>> Start PASSAGE TO READ

Zvonimir Hölbling

Personal information
- Born: 3 August 1989 (age 37) Zagreb, Croatia
- Height: 1.80 m (5 ft 11 in)
- Weight: 79 kg (174 lb)

Sport
- Country: Croatia
- Sport: Badminton

Men's
- Highest ranking: 301 (MS) 21 January 2010 52 (MD) 20 October 2011 255 (XD) 18 March 2010
- BWF profile

Medal record
Men's Badminton
Representing Croatia
Mediterranean Games
| Gold medal – first place | 2013 Mersin | Men's doubles |

= Zvonimir Hölbling =

Croatian badminton player (born 1989)

Zvonimir Hölbling (born 3 August 1989) is a Croatian male badminton player who plays for the Medvedgrad 1998 badminton club and also BV Mülheim in Germany.

==Personal life==
He was educated at the University of Zagreb Faculty of Electrical Engineering and Computing.

== Career ==
Zvonimir started playing badminton at age 10 and competed in various junior international tournaments throughout his teenage years where he achieved a lot of great results that put him to the top of the European junior circuit ranking. Since his junior days, he has had a lot of great results and won tournaments in men's doubles on the international tour with his partner Zvonimir Đurkinjak. He competed at the 2013 Mediterranean Games in Mersin, where he won gold medal in men's doubles tournament making a historic success for Croatian badminton. In 2015, he competed at the European Games in Baku, Azerbaijan.

>> End PASSAGE TO READ

EXERCISE 1 –
Answer these questions using the Zvonimir Hölbling profile:
(a) How tall is he?
(b) Which faculty of the University of Zagreb was he educated at?
(c) In which year and city did he win a Mediterranean Games gold medal?
EXERCISE 2 – In one or two sentences, explain what the Zvonimir Hölbling profile says put him at the top of the European junior circuit ranking.
EXERCISE 3 – Please rewrite the paragraph of the Zvonimir Hölbling profile that begins "Zvonimir started playing badminton" as a short list, keeping its main facts.

>> Start DATA EXTRACT

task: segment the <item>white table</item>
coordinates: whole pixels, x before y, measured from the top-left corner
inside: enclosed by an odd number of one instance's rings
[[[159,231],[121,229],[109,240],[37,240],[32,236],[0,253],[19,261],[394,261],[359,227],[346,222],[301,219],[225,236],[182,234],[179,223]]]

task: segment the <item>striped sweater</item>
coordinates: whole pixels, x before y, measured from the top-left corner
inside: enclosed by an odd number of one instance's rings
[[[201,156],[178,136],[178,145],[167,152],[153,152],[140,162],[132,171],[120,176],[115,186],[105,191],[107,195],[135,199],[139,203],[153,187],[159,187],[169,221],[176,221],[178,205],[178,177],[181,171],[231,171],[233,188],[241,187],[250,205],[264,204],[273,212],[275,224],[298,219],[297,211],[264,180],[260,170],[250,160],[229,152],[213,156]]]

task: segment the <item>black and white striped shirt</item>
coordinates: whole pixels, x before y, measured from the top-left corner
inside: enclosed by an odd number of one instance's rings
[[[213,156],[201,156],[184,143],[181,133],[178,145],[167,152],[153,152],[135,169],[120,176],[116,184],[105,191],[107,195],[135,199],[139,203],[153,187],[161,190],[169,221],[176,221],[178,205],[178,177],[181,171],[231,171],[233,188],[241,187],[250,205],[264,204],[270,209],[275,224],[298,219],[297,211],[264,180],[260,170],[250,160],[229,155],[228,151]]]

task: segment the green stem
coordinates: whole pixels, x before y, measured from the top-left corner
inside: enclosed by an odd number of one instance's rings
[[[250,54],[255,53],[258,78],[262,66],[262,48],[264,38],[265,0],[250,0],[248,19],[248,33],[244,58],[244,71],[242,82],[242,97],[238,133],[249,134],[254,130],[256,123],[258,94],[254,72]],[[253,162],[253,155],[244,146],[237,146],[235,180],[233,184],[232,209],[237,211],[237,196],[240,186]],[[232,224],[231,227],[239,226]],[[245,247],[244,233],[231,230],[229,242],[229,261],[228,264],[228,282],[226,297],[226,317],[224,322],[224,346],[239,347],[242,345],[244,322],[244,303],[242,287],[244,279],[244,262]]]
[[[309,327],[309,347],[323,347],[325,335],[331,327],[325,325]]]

>> End DATA EXTRACT

WRITTEN REPLY 1 –
(a) 1.80 m (5 ft 11 in)
(b) The Faculty of Electrical Engineering and Computing
(c) 2013, Mersin

WRITTEN REPLY 2 – As a teenager he competed in various junior international tournaments. The great results he achieved there put him at the top of the European junior circuit ranking.

WRITTEN REPLY 3 –
- Started playing badminton at age 10.
- Competed in various junior international tournaments as a teenager, reaching the top of the European junior circuit ranking.
- Won men's doubles tournaments on the international tour with partner Zvonimir Đurkinjak.
- Won gold in men's doubles at the 2013 Mediterranean Games in Mersin, a historic success for Croatian badminton.
- Competed at the 2015 European Games in Baku, Azerbaijan.